__Required work__
Extract the full listing below without altering a single character.

# Start of Task data

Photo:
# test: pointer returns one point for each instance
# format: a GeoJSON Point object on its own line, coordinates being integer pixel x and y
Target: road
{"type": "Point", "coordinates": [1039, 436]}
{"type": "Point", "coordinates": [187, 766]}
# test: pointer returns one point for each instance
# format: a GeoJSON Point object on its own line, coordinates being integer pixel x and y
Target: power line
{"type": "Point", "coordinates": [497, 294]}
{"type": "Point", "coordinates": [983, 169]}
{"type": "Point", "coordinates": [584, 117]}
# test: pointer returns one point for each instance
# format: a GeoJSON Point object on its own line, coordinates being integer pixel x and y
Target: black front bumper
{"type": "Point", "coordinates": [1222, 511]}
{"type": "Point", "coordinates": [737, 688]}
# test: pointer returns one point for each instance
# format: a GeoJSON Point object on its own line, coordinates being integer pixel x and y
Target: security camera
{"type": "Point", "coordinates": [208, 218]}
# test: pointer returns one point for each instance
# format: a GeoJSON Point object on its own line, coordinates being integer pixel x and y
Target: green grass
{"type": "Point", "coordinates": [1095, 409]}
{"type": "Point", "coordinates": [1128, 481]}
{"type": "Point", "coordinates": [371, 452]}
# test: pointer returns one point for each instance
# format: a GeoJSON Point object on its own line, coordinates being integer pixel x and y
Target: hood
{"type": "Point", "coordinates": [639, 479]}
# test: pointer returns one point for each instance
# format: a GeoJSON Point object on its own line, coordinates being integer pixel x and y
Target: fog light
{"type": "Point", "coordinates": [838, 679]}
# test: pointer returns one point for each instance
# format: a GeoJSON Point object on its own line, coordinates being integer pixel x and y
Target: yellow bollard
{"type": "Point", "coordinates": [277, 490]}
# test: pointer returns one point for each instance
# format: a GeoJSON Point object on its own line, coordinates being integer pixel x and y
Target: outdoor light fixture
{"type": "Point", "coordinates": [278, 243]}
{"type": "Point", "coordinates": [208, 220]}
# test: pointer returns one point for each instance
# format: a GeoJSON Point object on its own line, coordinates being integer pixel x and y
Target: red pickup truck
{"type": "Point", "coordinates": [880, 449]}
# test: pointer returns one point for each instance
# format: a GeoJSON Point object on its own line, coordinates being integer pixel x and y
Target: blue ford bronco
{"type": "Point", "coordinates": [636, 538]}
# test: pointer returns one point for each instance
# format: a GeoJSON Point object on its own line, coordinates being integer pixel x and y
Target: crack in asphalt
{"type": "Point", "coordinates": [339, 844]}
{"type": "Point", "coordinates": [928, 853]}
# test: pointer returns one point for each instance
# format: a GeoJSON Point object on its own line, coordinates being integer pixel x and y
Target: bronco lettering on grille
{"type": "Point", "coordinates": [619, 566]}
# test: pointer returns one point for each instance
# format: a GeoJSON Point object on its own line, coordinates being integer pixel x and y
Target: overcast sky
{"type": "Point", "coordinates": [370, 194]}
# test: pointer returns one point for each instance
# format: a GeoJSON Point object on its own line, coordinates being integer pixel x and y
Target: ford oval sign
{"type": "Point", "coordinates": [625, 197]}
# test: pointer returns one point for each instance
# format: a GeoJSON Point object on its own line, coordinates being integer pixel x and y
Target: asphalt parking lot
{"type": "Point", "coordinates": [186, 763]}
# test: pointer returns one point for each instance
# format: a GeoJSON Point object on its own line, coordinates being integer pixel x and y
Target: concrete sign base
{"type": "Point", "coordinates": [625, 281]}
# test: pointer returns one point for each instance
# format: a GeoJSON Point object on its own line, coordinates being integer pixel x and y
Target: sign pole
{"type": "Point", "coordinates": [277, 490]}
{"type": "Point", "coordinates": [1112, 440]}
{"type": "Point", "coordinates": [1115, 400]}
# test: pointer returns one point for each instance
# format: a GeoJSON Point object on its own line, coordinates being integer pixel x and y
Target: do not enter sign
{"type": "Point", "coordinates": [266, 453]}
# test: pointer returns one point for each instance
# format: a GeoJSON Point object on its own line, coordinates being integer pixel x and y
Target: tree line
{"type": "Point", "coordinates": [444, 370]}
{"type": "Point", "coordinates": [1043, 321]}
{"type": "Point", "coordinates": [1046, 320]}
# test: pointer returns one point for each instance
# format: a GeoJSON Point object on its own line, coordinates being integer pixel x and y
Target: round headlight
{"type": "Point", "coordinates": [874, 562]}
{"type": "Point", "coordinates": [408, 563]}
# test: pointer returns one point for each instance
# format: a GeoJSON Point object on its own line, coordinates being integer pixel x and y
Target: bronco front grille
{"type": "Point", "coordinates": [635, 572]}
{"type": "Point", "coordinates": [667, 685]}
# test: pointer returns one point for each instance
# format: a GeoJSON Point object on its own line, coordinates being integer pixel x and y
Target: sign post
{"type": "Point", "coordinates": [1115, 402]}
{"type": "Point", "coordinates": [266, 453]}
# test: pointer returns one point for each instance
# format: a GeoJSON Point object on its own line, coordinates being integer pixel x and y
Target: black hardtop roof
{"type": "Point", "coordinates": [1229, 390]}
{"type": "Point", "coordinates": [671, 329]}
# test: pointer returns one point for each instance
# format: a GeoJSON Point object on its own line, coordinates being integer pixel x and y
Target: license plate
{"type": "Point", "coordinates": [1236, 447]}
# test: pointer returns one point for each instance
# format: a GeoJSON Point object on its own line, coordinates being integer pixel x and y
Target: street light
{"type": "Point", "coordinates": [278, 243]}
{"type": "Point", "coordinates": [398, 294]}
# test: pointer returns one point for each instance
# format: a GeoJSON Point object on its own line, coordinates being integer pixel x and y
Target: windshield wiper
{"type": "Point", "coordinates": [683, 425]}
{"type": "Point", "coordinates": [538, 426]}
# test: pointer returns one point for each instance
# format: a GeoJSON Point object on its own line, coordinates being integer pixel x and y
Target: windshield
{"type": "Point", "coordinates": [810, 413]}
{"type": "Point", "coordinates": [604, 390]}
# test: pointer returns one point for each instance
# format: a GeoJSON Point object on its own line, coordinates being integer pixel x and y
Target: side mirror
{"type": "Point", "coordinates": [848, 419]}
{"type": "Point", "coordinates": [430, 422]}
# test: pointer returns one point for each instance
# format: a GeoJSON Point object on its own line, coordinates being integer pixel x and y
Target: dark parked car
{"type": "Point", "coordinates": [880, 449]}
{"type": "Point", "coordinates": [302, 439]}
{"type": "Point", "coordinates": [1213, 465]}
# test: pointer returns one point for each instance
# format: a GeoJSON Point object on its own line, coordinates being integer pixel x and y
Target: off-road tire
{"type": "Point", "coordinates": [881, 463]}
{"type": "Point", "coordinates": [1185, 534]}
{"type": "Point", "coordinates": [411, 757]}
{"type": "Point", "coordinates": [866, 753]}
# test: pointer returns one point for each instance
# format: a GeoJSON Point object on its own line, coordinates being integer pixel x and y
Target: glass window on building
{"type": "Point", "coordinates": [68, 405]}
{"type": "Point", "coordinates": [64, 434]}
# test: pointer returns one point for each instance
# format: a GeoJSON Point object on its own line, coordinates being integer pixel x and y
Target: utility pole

# End of Task data

__The answer__
Photo:
# test: pointer returns one point for each instance
# format: a GeoJSON Point object on its own line, coordinates being integer pixel x and y
Target: road
{"type": "Point", "coordinates": [1039, 436]}
{"type": "Point", "coordinates": [187, 766]}
# test: pointer returns one point for each instance
# format: a GeoJSON Point object on its own line, coordinates being integer pixel x and y
Target: power line
{"type": "Point", "coordinates": [497, 294]}
{"type": "Point", "coordinates": [983, 169]}
{"type": "Point", "coordinates": [584, 117]}
# test: pointer returns one point for each instance
# format: a GeoJSON Point object on its own line, coordinates being integer pixel x and y
Target: black front bumper
{"type": "Point", "coordinates": [1222, 511]}
{"type": "Point", "coordinates": [737, 688]}
# test: pointer returns one point for each instance
# format: a GeoJSON Point object on its own line, coordinates being integer pixel x and y
Target: security camera
{"type": "Point", "coordinates": [208, 218]}
# test: pointer returns one point for each instance
# format: a GeoJSON Point object on its own line, coordinates being integer pixel x and y
Target: green grass
{"type": "Point", "coordinates": [1095, 409]}
{"type": "Point", "coordinates": [1128, 481]}
{"type": "Point", "coordinates": [371, 452]}
# test: pointer returns one point for each instance
# format: a GeoJSON Point object on its own line, coordinates being integer pixel x and y
Target: hood
{"type": "Point", "coordinates": [639, 479]}
# test: pointer returns one point for each instance
# format: a GeoJSON Point object on its own line, coordinates being integer pixel x and y
Target: fog light
{"type": "Point", "coordinates": [838, 679]}
# test: pointer returns one point for each instance
# format: a GeoJSON Point object on its own line, coordinates being integer pixel x and y
Target: yellow bollard
{"type": "Point", "coordinates": [277, 490]}
# test: pointer returns one point for each instance
# format: a GeoJSON Point object on its own line, coordinates being integer pixel x and y
Target: outdoor light fixture
{"type": "Point", "coordinates": [278, 243]}
{"type": "Point", "coordinates": [208, 220]}
# test: pointer returns one point for each instance
# format: a GeoJSON Point object on its own line, coordinates being integer pixel x and y
Target: red pickup truck
{"type": "Point", "coordinates": [880, 449]}
# test: pointer returns one point for each instance
# format: a GeoJSON Point object on its own line, coordinates being integer pixel x and y
Target: blue ford bronco
{"type": "Point", "coordinates": [636, 538]}
# test: pointer returns one point for each instance
# format: a GeoJSON Point object on its own line, coordinates being integer pixel x and y
Target: crack in asphalt
{"type": "Point", "coordinates": [339, 844]}
{"type": "Point", "coordinates": [928, 853]}
# test: pointer returns one point for each instance
# format: a GeoJSON Point object on its own line, coordinates being integer pixel x and y
Target: bronco lettering on grille
{"type": "Point", "coordinates": [619, 566]}
# test: pointer returns one point for each instance
# format: a GeoJSON Point object on its own line, coordinates being integer pixel x and y
Target: overcast sky
{"type": "Point", "coordinates": [370, 194]}
# test: pointer returns one point for each instance
# format: a GeoJSON Point object on its own line, coordinates being integer pixel x and y
Target: ford oval sign
{"type": "Point", "coordinates": [625, 197]}
# test: pointer returns one point for each instance
# format: a GeoJSON Point object on its own line, coordinates being integer pixel x and y
Target: asphalt parking lot
{"type": "Point", "coordinates": [186, 763]}
# test: pointer returns one point for each instance
# format: a GeoJSON Point object on its own line, coordinates being integer pixel x and y
Target: concrete sign base
{"type": "Point", "coordinates": [625, 281]}
# test: pointer returns one point for each instance
# format: a GeoJSON Point object on its own line, coordinates being integer pixel x and y
Target: sign pole
{"type": "Point", "coordinates": [277, 490]}
{"type": "Point", "coordinates": [1112, 440]}
{"type": "Point", "coordinates": [1115, 400]}
# test: pointer returns one point for each instance
# format: a GeoJSON Point object on its own line, coordinates being integer pixel x and y
Target: do not enter sign
{"type": "Point", "coordinates": [266, 453]}
# test: pointer returns one point for each instance
# format: a GeoJSON Point object on its own line, coordinates being integer pixel x and y
Target: tree line
{"type": "Point", "coordinates": [444, 370]}
{"type": "Point", "coordinates": [1043, 321]}
{"type": "Point", "coordinates": [1046, 320]}
# test: pointer returns one point for each instance
# format: a GeoJSON Point object on its own line, coordinates being integer pixel x and y
Target: round headlight
{"type": "Point", "coordinates": [874, 562]}
{"type": "Point", "coordinates": [408, 563]}
# test: pointer returns one point for each instance
# format: a GeoJSON Point object on its own line, coordinates being integer pixel x and y
Target: bronco front grille
{"type": "Point", "coordinates": [635, 572]}
{"type": "Point", "coordinates": [667, 685]}
# test: pointer returns one point for each instance
# format: a GeoJSON Point object on its own line, coordinates being integer pixel x and y
Target: sign post
{"type": "Point", "coordinates": [1115, 402]}
{"type": "Point", "coordinates": [266, 453]}
# test: pointer returns one point for each instance
# format: a GeoJSON Point object on its own line, coordinates being integer pixel x and y
Target: black hardtop roof
{"type": "Point", "coordinates": [1229, 390]}
{"type": "Point", "coordinates": [671, 329]}
# test: pointer returns one point for each instance
# format: a GeoJSON Point object on its own line, coordinates being integer pixel x and y
Target: license plate
{"type": "Point", "coordinates": [1236, 447]}
# test: pointer returns one point for each instance
# format: a GeoJSON Point object on its own line, coordinates being integer pixel x and y
Target: street light
{"type": "Point", "coordinates": [278, 243]}
{"type": "Point", "coordinates": [398, 294]}
# test: pointer returns one point for each instance
# format: a GeoJSON Point object on its own line, coordinates being integer pixel x and y
Target: windshield wiper
{"type": "Point", "coordinates": [683, 425]}
{"type": "Point", "coordinates": [538, 426]}
# test: pointer returns one point for each instance
# format: a GeoJSON Point object on its own line, coordinates being integer pixel x and y
Target: windshield
{"type": "Point", "coordinates": [810, 413]}
{"type": "Point", "coordinates": [604, 390]}
# test: pointer returns one point for each instance
# format: a GeoJSON Point object on its own line, coordinates being integer pixel x and y
Target: side mirror
{"type": "Point", "coordinates": [848, 419]}
{"type": "Point", "coordinates": [430, 422]}
# test: pointer returns one point for each instance
# format: a GeoJSON Point object on its own line, coordinates being integer pixel x and y
Target: dark parked car
{"type": "Point", "coordinates": [880, 449]}
{"type": "Point", "coordinates": [302, 439]}
{"type": "Point", "coordinates": [1213, 465]}
# test: pointer returns one point for each instance
# format: a GeoJSON Point object on its own line, coordinates being integer pixel x and y
Target: off-road tire
{"type": "Point", "coordinates": [881, 463]}
{"type": "Point", "coordinates": [1185, 534]}
{"type": "Point", "coordinates": [411, 757]}
{"type": "Point", "coordinates": [866, 753]}
# test: pointer returns one point for each instance
# format: a GeoJSON Point object on its own line, coordinates being integer pixel x and y
Target: glass window on building
{"type": "Point", "coordinates": [68, 405]}
{"type": "Point", "coordinates": [64, 434]}
# test: pointer returns one point for each instance
# format: a GeoJSON Point object on its own line, coordinates being integer pixel x and y
Target: utility pole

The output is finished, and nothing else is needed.